(Entries taken from a collection)
____

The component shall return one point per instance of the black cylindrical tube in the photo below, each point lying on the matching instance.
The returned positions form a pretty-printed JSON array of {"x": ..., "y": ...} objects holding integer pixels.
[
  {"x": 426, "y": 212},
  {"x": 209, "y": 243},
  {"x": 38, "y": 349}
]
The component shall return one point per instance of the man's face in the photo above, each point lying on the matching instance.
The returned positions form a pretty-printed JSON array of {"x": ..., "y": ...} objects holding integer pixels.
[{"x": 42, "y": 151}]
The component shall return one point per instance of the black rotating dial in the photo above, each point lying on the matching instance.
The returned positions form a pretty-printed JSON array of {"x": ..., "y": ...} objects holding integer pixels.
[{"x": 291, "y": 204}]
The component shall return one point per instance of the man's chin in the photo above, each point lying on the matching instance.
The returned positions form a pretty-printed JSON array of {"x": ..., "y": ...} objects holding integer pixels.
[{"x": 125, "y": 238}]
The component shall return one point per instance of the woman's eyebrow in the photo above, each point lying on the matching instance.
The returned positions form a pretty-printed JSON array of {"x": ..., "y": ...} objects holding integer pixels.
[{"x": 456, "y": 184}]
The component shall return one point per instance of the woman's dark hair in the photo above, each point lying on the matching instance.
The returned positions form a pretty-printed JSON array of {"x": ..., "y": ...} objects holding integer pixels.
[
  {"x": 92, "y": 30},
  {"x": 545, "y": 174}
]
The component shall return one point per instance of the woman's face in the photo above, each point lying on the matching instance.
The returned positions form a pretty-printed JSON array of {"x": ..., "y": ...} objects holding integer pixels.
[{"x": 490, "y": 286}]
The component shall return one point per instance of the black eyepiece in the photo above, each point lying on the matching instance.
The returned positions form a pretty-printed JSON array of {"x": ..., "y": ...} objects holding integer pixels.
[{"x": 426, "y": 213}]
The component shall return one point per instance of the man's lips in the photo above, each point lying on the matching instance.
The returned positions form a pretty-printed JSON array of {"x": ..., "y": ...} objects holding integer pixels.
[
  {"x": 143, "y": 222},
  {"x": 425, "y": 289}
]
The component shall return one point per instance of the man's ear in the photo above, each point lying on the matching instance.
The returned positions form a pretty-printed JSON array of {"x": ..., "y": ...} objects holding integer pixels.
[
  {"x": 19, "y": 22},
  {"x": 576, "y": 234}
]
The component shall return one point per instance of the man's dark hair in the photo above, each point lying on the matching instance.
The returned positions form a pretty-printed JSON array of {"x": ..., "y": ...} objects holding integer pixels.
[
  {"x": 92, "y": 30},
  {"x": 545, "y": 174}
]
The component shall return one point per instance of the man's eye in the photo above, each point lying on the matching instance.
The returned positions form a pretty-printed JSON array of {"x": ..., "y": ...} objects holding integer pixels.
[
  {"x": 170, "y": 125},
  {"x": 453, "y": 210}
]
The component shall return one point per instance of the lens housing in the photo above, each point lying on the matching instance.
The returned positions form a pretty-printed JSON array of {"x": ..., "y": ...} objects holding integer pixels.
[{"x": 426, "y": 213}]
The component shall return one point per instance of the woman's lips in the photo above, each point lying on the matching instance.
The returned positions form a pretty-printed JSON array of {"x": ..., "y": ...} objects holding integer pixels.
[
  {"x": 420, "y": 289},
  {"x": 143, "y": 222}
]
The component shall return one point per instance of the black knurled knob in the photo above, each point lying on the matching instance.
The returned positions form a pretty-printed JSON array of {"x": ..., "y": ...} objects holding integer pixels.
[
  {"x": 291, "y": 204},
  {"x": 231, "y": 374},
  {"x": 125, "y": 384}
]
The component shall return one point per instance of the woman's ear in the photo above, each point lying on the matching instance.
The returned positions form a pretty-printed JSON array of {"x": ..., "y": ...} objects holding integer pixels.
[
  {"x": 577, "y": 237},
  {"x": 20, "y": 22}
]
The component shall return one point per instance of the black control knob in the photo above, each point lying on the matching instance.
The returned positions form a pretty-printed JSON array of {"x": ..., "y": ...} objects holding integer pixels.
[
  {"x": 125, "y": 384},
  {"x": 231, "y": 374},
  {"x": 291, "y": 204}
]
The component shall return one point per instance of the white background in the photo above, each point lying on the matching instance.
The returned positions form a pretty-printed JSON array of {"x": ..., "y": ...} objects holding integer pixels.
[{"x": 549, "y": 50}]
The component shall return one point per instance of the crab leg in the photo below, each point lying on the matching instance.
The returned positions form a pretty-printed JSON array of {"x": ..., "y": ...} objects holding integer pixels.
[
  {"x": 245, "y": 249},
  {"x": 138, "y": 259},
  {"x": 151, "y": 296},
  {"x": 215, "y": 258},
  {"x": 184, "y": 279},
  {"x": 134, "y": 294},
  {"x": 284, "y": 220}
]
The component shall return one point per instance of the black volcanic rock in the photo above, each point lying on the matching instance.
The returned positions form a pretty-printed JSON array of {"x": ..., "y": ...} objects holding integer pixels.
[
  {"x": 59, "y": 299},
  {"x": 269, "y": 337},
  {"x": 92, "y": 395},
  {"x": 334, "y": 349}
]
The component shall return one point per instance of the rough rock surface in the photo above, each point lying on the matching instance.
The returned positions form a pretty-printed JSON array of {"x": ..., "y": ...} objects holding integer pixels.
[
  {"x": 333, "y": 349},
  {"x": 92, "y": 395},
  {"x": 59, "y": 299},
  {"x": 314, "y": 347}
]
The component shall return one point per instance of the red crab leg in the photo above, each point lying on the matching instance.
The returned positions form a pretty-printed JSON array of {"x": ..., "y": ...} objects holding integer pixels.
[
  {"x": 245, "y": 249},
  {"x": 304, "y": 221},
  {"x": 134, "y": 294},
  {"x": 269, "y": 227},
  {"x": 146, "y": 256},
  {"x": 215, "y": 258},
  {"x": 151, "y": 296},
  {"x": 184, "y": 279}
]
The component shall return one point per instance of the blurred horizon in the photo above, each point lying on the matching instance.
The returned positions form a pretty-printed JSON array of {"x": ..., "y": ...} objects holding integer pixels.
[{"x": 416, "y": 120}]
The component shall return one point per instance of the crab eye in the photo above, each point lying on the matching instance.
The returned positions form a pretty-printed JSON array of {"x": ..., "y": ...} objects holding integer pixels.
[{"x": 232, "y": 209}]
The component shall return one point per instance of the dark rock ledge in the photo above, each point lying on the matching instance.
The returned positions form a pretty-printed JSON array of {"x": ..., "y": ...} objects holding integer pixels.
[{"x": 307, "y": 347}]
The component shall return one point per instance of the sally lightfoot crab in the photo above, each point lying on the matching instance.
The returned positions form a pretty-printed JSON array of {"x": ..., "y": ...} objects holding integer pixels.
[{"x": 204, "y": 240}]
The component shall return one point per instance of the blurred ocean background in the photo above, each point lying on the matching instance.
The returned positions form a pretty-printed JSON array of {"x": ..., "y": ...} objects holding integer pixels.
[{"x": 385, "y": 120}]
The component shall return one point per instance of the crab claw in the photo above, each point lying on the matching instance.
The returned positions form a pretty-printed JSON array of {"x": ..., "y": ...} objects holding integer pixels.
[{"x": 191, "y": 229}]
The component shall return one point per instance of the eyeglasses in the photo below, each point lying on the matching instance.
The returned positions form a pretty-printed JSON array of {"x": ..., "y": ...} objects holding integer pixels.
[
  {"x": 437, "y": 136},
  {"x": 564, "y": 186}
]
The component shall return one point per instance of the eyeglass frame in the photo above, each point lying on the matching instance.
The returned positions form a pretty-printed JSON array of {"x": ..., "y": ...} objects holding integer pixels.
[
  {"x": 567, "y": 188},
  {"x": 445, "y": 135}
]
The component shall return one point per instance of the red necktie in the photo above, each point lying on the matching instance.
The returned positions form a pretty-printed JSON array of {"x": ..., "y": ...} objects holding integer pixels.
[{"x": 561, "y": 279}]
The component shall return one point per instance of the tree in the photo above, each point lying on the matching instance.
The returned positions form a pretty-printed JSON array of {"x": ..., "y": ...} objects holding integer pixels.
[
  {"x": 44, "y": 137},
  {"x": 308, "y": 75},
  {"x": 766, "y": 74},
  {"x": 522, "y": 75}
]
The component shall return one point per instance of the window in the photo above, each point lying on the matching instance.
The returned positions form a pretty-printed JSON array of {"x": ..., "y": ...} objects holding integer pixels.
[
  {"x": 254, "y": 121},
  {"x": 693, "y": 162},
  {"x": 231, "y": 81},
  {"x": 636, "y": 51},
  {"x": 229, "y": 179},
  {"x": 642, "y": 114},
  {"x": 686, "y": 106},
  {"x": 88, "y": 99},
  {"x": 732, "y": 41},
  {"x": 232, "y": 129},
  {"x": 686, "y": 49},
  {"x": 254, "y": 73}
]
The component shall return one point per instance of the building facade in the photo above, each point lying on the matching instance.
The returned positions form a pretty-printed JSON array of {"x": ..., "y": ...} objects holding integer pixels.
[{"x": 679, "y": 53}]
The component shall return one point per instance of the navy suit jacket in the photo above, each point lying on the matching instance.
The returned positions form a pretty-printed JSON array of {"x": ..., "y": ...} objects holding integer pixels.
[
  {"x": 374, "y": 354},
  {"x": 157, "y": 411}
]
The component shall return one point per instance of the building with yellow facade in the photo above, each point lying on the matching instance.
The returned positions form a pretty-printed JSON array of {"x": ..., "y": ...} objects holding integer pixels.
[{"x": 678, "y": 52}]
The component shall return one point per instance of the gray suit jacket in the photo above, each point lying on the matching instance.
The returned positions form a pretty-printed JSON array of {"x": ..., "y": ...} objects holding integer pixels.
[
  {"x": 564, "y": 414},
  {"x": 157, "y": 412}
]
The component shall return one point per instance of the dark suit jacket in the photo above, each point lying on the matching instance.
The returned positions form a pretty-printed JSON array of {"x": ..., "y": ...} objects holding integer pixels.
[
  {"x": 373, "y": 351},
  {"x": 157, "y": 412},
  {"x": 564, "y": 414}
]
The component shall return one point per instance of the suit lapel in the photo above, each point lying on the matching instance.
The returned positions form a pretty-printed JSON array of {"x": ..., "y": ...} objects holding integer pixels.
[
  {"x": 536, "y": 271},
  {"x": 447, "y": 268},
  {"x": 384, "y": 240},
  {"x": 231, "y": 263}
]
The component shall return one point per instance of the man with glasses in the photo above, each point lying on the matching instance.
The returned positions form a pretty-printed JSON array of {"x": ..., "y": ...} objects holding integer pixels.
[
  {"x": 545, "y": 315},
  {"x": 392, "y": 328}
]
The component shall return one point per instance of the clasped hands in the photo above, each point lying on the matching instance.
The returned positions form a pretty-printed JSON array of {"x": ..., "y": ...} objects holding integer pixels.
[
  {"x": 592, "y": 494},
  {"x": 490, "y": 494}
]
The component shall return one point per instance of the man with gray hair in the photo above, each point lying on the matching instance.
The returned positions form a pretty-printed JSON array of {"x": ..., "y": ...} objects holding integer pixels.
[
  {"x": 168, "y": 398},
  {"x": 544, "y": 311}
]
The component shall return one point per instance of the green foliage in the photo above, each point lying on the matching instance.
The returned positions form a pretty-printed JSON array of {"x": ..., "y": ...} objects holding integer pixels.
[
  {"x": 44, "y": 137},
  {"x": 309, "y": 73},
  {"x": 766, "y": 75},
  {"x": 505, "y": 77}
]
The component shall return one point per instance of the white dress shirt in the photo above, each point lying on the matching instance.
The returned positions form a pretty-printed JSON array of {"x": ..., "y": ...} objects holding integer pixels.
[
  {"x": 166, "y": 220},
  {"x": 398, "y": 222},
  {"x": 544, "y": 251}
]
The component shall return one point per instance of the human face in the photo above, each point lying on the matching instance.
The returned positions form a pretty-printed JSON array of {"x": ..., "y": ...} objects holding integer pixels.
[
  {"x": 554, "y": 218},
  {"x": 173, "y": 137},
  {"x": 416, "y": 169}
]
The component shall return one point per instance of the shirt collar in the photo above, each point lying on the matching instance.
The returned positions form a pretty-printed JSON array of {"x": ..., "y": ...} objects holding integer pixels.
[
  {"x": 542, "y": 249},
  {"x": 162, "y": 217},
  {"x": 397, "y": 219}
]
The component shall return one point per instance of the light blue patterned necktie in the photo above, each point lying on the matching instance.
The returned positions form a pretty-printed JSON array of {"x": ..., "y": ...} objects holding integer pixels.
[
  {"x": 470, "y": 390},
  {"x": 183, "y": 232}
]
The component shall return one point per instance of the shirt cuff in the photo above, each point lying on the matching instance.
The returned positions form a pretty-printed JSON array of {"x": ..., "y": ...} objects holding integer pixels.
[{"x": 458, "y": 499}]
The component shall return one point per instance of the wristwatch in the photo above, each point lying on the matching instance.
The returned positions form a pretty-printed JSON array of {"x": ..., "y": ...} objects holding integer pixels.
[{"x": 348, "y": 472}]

____

Locate "the shirt cuff" in the data above. Then repeat, exactly, its line and each line after it through the last, adding nothing.

■ **FINISHED TASK**:
The component shall return one point per instance of the shirt cuff in the photo above, each point lying on the matching instance.
The returned positions form a pretty-printed JSON array of {"x": ..., "y": ...} objects holding integer pixels.
[{"x": 458, "y": 499}]
The component shall return one point per instance of the wristwatch in the photo above, each point lying on the matching instance.
The returned positions form a pretty-printed JSON array of {"x": ..., "y": ...} objects holding integer pixels.
[{"x": 348, "y": 472}]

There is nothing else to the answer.